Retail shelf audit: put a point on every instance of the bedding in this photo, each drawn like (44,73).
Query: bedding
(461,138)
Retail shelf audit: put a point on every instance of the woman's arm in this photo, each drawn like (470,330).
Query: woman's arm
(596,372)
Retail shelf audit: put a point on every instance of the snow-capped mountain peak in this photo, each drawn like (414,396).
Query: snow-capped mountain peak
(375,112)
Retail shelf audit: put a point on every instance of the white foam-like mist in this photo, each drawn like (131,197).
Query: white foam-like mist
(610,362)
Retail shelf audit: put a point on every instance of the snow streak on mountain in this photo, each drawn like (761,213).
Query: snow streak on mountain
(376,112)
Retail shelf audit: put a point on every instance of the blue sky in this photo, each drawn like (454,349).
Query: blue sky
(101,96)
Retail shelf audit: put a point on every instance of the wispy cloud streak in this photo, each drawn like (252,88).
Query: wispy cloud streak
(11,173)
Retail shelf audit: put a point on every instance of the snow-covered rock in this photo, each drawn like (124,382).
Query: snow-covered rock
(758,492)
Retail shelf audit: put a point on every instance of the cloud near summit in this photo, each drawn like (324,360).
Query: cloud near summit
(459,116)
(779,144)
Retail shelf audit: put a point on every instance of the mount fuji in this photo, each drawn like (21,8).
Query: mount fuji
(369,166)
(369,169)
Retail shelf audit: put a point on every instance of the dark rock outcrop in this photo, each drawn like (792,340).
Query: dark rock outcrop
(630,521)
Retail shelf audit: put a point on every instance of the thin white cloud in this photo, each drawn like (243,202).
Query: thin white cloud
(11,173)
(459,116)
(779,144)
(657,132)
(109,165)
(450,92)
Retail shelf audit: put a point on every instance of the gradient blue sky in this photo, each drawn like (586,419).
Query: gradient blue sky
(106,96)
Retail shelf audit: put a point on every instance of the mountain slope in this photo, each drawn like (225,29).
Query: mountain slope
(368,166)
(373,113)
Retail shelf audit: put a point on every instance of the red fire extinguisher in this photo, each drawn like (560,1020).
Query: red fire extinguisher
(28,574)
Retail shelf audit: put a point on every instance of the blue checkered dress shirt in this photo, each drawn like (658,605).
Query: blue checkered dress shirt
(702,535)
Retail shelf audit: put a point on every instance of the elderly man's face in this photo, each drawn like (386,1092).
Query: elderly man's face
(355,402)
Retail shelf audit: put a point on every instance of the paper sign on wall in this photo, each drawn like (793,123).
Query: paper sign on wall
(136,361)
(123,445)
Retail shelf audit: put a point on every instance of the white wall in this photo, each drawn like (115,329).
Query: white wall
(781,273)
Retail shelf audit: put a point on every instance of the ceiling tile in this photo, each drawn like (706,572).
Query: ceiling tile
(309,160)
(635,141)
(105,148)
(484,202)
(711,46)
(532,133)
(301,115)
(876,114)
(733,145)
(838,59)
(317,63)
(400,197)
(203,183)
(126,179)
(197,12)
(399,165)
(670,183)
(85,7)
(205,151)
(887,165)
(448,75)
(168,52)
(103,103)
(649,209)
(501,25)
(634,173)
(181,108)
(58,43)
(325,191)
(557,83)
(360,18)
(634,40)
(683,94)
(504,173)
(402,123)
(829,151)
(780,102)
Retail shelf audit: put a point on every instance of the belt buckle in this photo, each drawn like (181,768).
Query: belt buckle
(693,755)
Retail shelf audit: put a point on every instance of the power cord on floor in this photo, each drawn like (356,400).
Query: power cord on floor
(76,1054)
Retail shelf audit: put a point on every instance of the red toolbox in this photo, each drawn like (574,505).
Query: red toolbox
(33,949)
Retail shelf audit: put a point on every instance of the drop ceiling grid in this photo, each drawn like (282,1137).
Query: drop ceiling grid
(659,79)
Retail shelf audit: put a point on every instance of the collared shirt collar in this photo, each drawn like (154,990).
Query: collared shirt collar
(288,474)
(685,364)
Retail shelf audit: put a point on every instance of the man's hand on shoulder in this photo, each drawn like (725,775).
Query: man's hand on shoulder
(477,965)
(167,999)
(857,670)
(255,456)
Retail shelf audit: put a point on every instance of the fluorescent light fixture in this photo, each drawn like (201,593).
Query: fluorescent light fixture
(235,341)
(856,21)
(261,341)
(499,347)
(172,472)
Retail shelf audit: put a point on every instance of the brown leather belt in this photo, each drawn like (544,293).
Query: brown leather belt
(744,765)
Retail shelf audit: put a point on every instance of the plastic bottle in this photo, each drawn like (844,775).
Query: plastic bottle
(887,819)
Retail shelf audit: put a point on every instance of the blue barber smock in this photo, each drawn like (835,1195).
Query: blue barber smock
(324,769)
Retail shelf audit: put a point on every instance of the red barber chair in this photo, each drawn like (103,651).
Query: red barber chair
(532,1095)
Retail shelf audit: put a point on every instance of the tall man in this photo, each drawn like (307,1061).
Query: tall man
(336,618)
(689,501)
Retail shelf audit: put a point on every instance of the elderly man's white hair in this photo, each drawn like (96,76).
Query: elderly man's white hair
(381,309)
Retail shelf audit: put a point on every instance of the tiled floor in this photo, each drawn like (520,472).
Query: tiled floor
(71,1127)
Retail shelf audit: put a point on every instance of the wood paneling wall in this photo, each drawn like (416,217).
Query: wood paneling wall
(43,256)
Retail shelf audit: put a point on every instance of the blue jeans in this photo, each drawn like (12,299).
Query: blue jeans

◇ ◇ ◇ ◇

SHORT EXERCISE :: Please print every line of the material above verbatim, from the line containing "drawn like (96,76)." through the last line of the material, both ends included.

SOLUTION FOR THIS TASK ::
Retail shelf audit: put a point on every instance of the elderly man's white hair in this photo, each drawn like (96,76).
Query: elderly man's white hair
(381,309)
Retail shelf audit: put a point on every instance of the tiled floor in this photo, each drawn like (520,472).
Query: tiled floor
(71,1127)
Retail shelf audit: put a point on every instance of the wood paneling wall in this photo, each drawn like (416,217).
Query: wood paneling wall
(43,256)
Retail shelf audit: put a point on every instance of the blue jeans in this photo, each drawn like (12,299).
Query: blue jeans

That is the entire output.